▶ **Recorded data**:
** BEGIN **

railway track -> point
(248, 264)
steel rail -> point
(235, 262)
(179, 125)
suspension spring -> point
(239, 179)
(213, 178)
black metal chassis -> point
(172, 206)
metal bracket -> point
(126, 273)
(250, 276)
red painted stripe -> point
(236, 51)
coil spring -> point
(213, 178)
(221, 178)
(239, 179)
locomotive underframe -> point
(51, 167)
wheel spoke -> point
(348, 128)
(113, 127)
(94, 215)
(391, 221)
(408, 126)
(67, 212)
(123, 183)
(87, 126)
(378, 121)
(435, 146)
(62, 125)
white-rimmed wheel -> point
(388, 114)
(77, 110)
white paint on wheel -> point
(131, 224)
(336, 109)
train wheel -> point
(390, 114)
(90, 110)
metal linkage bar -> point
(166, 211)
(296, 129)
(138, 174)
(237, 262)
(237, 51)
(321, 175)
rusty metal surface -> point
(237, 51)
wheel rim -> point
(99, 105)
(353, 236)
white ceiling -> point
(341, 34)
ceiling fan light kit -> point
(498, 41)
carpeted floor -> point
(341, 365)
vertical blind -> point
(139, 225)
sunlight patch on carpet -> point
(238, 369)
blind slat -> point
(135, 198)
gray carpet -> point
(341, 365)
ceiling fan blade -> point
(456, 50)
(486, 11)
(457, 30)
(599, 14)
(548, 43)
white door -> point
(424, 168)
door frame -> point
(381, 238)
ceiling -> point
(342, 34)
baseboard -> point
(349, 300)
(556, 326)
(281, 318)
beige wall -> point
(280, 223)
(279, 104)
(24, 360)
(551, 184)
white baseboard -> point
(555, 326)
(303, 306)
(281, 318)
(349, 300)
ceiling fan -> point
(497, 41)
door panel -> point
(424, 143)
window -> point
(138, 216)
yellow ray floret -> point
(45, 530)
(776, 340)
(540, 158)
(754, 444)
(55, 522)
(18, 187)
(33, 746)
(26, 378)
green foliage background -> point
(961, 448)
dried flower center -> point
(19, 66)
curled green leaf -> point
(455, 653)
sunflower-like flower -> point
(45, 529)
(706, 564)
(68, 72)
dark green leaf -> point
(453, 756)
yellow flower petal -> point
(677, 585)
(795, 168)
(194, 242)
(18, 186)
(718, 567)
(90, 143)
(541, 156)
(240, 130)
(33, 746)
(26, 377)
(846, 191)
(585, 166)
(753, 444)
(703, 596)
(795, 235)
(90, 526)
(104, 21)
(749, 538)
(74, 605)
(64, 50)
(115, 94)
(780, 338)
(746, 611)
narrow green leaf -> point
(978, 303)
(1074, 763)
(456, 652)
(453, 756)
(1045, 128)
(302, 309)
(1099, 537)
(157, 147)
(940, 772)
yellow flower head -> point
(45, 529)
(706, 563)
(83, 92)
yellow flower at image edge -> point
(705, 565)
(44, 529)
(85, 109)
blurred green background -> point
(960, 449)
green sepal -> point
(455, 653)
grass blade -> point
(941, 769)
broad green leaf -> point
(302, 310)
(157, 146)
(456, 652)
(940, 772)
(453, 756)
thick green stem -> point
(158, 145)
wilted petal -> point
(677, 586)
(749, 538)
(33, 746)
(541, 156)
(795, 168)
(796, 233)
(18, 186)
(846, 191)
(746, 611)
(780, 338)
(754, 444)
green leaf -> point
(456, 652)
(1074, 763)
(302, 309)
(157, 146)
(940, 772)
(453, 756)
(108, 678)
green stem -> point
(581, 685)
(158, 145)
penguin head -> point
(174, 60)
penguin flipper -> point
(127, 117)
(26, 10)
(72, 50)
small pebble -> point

** END **

▶ **Task statement**: Convert every line of the material above into a numbered list, leaving out any blank lines.

▶ **Written solution**:
1. railway track -> point
2. (248, 264)
3. steel rail -> point
4. (235, 262)
5. (179, 125)
6. suspension spring -> point
7. (239, 179)
8. (213, 178)
9. black metal chassis -> point
10. (172, 206)
11. metal bracket -> point
12. (126, 273)
13. (250, 276)
14. red painted stripe -> point
15. (236, 51)
16. coil spring -> point
17. (213, 178)
18. (221, 178)
19. (239, 179)
20. locomotive underframe -> point
21. (51, 167)
22. wheel spoke -> point
23. (348, 128)
24. (113, 127)
25. (94, 215)
26. (391, 221)
27. (408, 126)
28. (67, 212)
29. (123, 183)
30. (87, 126)
31. (378, 121)
32. (435, 146)
33. (62, 125)
34. white-rimmed wheel -> point
35. (388, 114)
36. (77, 110)
37. white paint on wheel -> point
38. (131, 224)
39. (336, 109)
40. train wheel -> point
41. (390, 114)
42. (90, 110)
43. metal linkage bar -> point
44. (166, 211)
45. (296, 129)
46. (138, 174)
47. (237, 262)
48. (237, 51)
49. (321, 175)
50. rusty metal surface -> point
51. (237, 51)
52. wheel rim -> point
53. (99, 105)
54. (353, 236)
55. white ceiling -> point
56. (341, 34)
57. ceiling fan light kit -> point
58. (498, 41)
59. carpeted floor -> point
60. (341, 365)
61. vertical blind -> point
62. (139, 225)
63. sunlight patch on carpet -> point
64. (238, 369)
65. blind slat -> point
66. (135, 198)
67. gray carpet -> point
68. (341, 365)
69. ceiling fan blade -> point
70. (456, 50)
71. (486, 11)
72. (457, 30)
73. (599, 14)
74. (548, 43)
75. white door -> point
76. (424, 168)
77. door frame -> point
78. (381, 238)
79. ceiling -> point
80. (342, 34)
81. baseboard -> point
82. (349, 300)
83. (556, 326)
84. (281, 318)
85. beige wall -> point
86. (280, 223)
87. (279, 104)
88. (24, 360)
89. (551, 184)
90. white baseboard -> point
91. (555, 326)
92. (303, 306)
93. (281, 318)
94. (349, 300)
95. ceiling fan -> point
96. (497, 41)
97. door panel -> point
98. (424, 143)
99. window -> point
100. (138, 216)
101. yellow ray floret -> point
102. (45, 530)
103. (776, 340)
104. (540, 158)
105. (754, 444)
106. (55, 522)
107. (18, 187)
108. (33, 746)
109. (26, 378)
110. green foliage background -> point
111. (961, 448)
112. dried flower center -> point
113. (19, 66)
114. curled green leaf -> point
115. (455, 653)
116. sunflower-like flower -> point
117. (45, 529)
118. (706, 564)
119. (68, 72)
120. dark green leaf -> point
121. (453, 756)
122. yellow flower petal -> point
123. (677, 585)
124. (795, 168)
125. (194, 242)
126. (18, 186)
127. (718, 567)
128. (90, 143)
129. (541, 156)
130. (240, 130)
131. (33, 746)
132. (26, 377)
133. (846, 191)
134. (585, 166)
135. (753, 444)
136. (703, 596)
137. (795, 235)
138. (90, 526)
139. (104, 21)
140. (749, 538)
141. (74, 605)
142. (64, 50)
143. (115, 94)
144. (780, 338)
145. (746, 611)
146. narrow green leaf -> point
147. (978, 303)
148. (1074, 763)
149. (456, 652)
150. (453, 756)
151. (1045, 128)
152. (302, 309)
153. (1099, 537)
154. (157, 147)
155. (940, 772)
156. yellow flower head -> point
157. (45, 529)
158. (706, 563)
159. (83, 92)
160. yellow flower at image edge -> point
161. (705, 565)
162. (44, 529)
163. (85, 109)
164. blurred green background -> point
165. (960, 449)
166. green sepal -> point
167. (455, 653)
168. grass blade -> point
169. (941, 769)
170. broad green leaf -> point
171. (302, 310)
172. (157, 146)
173. (456, 652)
174. (940, 772)
175. (453, 756)
176. thick green stem -> point
177. (158, 145)
178. wilted petal -> point
179. (677, 586)
180. (749, 538)
181. (33, 746)
182. (541, 156)
183. (795, 168)
184. (796, 233)
185. (18, 186)
186. (846, 191)
187. (746, 611)
188. (780, 338)
189. (754, 444)
190. green leaf -> point
191. (456, 652)
192. (1074, 763)
193. (302, 309)
194. (157, 146)
195. (940, 772)
196. (453, 756)
197. (108, 678)
198. green stem -> point
199. (581, 685)
200. (158, 145)
201. penguin head -> point
202. (174, 60)
203. penguin flipper -> point
204. (127, 117)
205. (26, 10)
206. (72, 50)
207. small pebble -> point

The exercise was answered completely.